In the abstract on hearing-loss identification, how many features did the random forest method select in phase I?

— Reading text —
[Start of section]
Hybrid statistical and machine-learning approach to hearing-loss identification based on an oversampling technique

Comput Biol Med. 2024 Dec 12:185:109539. doi: 10.1016/j.compbiomed.2024.109539. Online ahead of print.

Abstract

Background and objectives: Hearing loss is a crucial global health hazard exerting considerable social and physiological effects on spoken language and cognition. Patients affected by this condition may experience social and professional hardships that dominate occupational injuries. Therefore, the identification of the features of recessive hearing loss is important for clinicians to prevent further disease progression. This work aimed to develop a hybrid statistical and machine-learning approach as a decision-support mechanism. We expect the proposed model to help predict hearing-loss disorders and support clinical diagnosis.

Methods: A three-phase hybrid approach was proposed to implement classification models. A stepwise method and a random forest (RF) technique were utilized as filters during feature selection. Phase I involved reducing the number of input variables and selecting the most influential features. Phase II included the use of an oversampling technique called synthetic minority oversampling technique (SMOTE) to oversample the minority class and balance the sample size between the target and nontarget classes. Phase III focused on the final model selection based on three supervised classification models, namely, the logistic regression, multilayer perceptron, and support vector machine (SVM), for the target identification and prediction of the case of interest (i.e., hearing loss).

Results: The analysis of phase I involved the selection and acquisition of three and seven features through the stepwise technique and RF method, respectively. The SMOTE technique alleviated the imbalanced data issue and improved the predictive capability substantially in phase II and III. Accordingly, in terms of accuracy, precision, recall, and F1 score, our empirical results demonstrated that the proposed hybrid approach involving the SVM method combined with a stepwise technique was competitive against the logistic model featuring all variables. Furthermore, the SVM models that cooperated with the stepwise and RF technique showed superiority to other approaches in terms of the area under the curve (AUC).

Conclusion: Compared with multivariate models, the hybrid approach combining the SVM method coupled with a stepwise technique and/or an RF technique is an excellent alternative with a higher efficiency. This approach requires fewer predictors in the model and can be competitive in terms of the accuracy, precision, recall, F1 score, and AUC. This work highlights the potential of hybrid statistical and machine-learning approaches. Our model can be used as a screening tool for upfront forecasting in clinical practice. The proposed hybrid approach also demonstrates a powerful capability to identify vital features and predict hearing loss.

Keywords: Feature selection; Hearing loss; Logistic regression; Multilayer perceptron; Support vector machine; Synthetic minority oversampling technique.
[End of section]
— Study material —
[Start of section]
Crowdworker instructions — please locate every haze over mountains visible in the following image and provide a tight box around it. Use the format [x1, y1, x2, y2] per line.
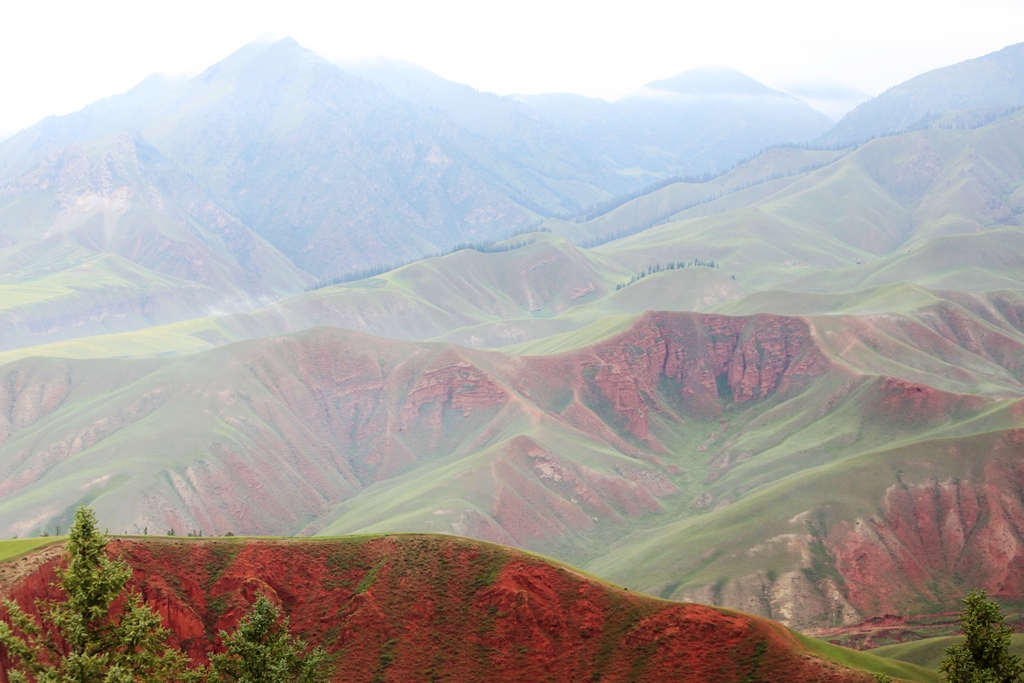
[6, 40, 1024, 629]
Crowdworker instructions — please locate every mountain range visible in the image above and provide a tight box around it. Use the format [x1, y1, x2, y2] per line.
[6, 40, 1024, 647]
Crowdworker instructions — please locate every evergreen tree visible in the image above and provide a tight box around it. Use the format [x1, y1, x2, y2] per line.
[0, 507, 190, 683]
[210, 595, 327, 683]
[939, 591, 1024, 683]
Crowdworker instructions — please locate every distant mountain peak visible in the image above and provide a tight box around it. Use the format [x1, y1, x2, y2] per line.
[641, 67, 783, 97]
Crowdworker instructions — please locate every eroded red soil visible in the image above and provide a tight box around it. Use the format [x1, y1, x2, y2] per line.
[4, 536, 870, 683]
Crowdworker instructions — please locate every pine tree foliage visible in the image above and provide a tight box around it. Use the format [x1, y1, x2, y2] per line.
[End of section]
— Answer space —
Seven features.